* _THE REQUEST_
Reproduce each of the following items line for line, changing nothing.

* _RECORDS SHOWN_
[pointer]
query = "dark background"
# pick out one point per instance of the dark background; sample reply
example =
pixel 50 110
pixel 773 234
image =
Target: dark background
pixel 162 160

* _SOLUTION FOR THIS TASK_
[pointer]
query = "dark background"
# pick out one point per instance of the dark background; sample reply
example =
pixel 50 110
pixel 773 234
image =
Target: dark background
pixel 162 160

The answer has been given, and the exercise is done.